* _ACTIVITY_: Each line of the material must be repeated precisely, with the pictures left out.

* _SUPPLIED MATERIAL_:
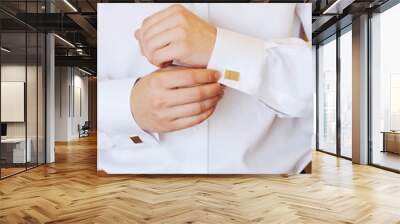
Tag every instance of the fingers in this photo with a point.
(193, 94)
(162, 26)
(188, 77)
(192, 109)
(160, 41)
(159, 16)
(187, 122)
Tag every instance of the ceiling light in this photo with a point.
(335, 4)
(84, 71)
(5, 50)
(70, 5)
(65, 41)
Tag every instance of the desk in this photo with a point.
(391, 141)
(17, 150)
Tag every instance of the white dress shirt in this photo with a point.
(264, 122)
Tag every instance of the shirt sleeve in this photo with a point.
(114, 110)
(277, 72)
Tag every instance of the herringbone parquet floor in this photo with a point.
(69, 191)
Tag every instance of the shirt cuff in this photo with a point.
(240, 54)
(115, 111)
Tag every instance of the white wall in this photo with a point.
(69, 82)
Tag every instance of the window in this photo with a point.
(327, 97)
(346, 94)
(385, 89)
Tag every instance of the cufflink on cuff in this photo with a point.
(232, 75)
(136, 139)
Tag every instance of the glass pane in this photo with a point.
(41, 98)
(346, 93)
(13, 90)
(386, 89)
(327, 97)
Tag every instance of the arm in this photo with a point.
(278, 72)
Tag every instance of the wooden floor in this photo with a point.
(69, 191)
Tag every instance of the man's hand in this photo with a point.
(176, 34)
(169, 100)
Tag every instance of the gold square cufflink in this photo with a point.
(232, 75)
(136, 139)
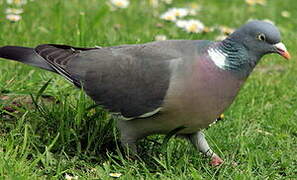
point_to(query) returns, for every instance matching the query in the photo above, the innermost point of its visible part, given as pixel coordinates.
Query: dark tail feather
(24, 55)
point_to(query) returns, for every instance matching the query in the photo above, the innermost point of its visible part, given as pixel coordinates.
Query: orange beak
(282, 50)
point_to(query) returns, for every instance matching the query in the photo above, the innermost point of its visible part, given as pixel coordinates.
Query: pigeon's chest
(199, 97)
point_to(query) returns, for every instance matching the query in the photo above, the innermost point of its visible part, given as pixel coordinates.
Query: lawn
(51, 130)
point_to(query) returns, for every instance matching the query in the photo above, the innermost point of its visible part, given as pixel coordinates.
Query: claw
(216, 161)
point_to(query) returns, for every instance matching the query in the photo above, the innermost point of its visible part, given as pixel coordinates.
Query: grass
(47, 137)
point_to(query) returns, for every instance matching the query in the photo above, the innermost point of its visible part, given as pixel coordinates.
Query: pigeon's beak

* _EXERCISE RESULT_:
Tag every instance of the fingers in this photo with a point.
(193, 94)
(162, 26)
(188, 77)
(192, 109)
(160, 41)
(159, 16)
(187, 122)
Tag every instance of the ceiling light in this photo with a point.
(335, 4)
(84, 71)
(5, 50)
(70, 5)
(65, 41)
Tag every instance of the desk in this photo with a point.
(391, 141)
(17, 150)
Tag every instance of the white dress shirt in this photo with a point.
(264, 122)
Tag every instance of the shirt sleeve in this photo with a point.
(114, 110)
(277, 72)
Tag every instance of the herringbone parquet floor in this photo with a point.
(69, 191)
Tag every instance of the shirt cuff in this photo with a point.
(240, 54)
(115, 111)
Tag every instance of the white wall in this photo with a point.
(69, 82)
Tag every instance of the window in this photo with a point.
(327, 97)
(346, 94)
(385, 89)
Tag every instance of the cufflink on cuff in this photo with a point.
(232, 75)
(136, 139)
Tag every instance of the glass pane in this photo with a point.
(41, 98)
(346, 93)
(13, 90)
(386, 89)
(327, 97)
Tag every instance of the arm in this photo with a point.
(278, 72)
Tag every instance of the wooden floor in this photo with a point.
(69, 191)
Tag every instance of the man's hand in this photo with a point.
(176, 34)
(169, 100)
Tag every instance of the gold square cufflink in this photo with a point.
(232, 75)
(136, 139)
point_to(query) returns, for every instance matching the query in the photo above, the innermost point of its visible part, given as pixel coordinates.
Query: dark tail feather
(24, 55)
point_to(query) returns, for every instance matching the query in the photo above, the innermost point of its visible part, given as pixel coordinates.
Query: orange beak
(282, 50)
point_to(query) returns, for every instance matching the query in the photo above, the innermost point of its visible part, given as pixel coordinates.
Query: pigeon's chest
(199, 97)
point_to(query) returns, for every instance matching the query in the photo above, the innermost point of its visible part, given as pixel coordinates.
Query: lawn
(51, 130)
point_to(query) returns, for every instance matching the query in the photo above, the innermost point of its visible part, given as pixel coordinates.
Query: claw
(216, 161)
point_to(query) returns, for every instance matching the query in the photo above, the innermost point of its visible part, given as pixel coordinates.
Query: grass
(47, 137)
point_to(query) returns, for every instance matching the query in the photo above, the innermost point of its visible part, given as pixel coordinates.
Query: pigeon's beak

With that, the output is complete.